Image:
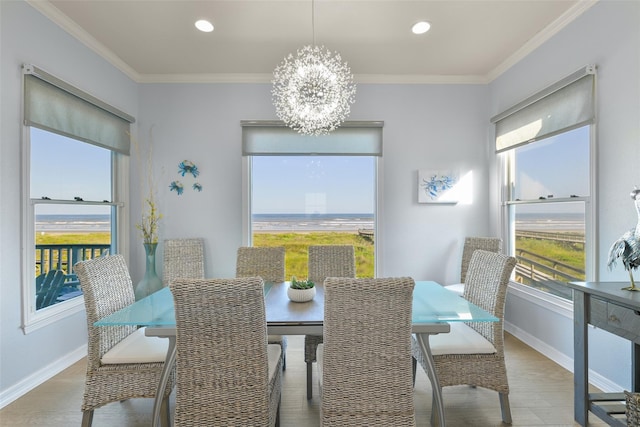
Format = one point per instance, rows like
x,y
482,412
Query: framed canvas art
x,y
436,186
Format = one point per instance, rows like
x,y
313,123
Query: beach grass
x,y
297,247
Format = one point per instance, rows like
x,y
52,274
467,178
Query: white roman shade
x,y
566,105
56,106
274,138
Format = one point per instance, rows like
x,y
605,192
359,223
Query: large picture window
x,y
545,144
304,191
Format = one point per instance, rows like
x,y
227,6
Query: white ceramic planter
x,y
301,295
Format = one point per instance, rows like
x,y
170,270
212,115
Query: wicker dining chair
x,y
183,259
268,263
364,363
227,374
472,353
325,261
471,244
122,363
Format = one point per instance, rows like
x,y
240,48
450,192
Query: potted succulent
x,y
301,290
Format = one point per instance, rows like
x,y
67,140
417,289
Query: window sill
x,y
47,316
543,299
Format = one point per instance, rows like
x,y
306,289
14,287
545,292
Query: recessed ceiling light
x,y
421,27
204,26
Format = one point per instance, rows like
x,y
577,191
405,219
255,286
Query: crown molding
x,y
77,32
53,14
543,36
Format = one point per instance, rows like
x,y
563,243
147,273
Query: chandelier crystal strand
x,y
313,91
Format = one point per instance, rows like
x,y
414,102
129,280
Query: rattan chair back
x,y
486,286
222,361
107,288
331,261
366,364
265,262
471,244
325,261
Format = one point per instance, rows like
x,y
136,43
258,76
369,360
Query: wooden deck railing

....................

### What to work on
Retype nothing except the lines from the line holding "Query: chandelier crystal strand" through the last line of the entries, both included.

### Result for this exercise
Query: chandelier crystal strand
x,y
313,91
Format = one point per instance, rows like
x,y
414,102
129,280
Query: rattan chair back
x,y
486,286
222,361
107,288
331,261
366,364
265,262
471,244
325,261
Format = one point per instance, rows like
x,y
136,43
258,76
369,360
Query: wooden deck railing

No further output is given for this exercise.